> _Problem description_
Examine each line of the data. Copy those that contain the string "Would".

> _Material provided_
■ ■ ■ ■ ■ ■ ■

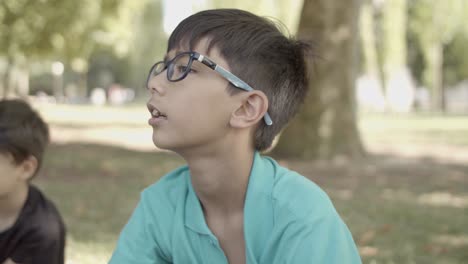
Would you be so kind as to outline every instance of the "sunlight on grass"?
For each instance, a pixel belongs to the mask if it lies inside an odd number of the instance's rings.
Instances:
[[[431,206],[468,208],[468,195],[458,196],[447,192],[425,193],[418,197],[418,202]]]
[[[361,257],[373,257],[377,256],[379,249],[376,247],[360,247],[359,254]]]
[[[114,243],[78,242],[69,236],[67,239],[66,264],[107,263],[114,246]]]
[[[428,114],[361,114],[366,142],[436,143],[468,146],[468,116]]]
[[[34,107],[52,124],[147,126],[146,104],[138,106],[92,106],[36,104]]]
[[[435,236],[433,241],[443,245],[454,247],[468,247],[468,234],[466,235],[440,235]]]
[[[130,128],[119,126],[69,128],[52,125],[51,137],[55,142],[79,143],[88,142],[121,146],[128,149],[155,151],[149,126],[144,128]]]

■ ■ ■ ■ ■ ■ ■

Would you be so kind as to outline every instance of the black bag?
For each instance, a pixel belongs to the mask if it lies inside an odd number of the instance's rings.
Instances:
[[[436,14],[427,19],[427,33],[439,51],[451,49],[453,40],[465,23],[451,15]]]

■ ■ ■ ■ ■ ■ ■

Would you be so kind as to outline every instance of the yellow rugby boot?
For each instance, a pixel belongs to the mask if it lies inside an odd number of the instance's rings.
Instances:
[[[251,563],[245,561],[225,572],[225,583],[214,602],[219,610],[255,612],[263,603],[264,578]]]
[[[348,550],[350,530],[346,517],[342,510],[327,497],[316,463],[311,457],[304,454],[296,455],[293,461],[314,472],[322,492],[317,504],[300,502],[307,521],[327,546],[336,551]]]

■ ■ ■ ■ ■ ■ ■

> _Solution_
Would you be so kind as to outline every instance of the "sunlight on grass"?
Would you be so kind as to outline every instance of the black bag?
Would you be so kind as to outline every instance of the yellow rugby boot?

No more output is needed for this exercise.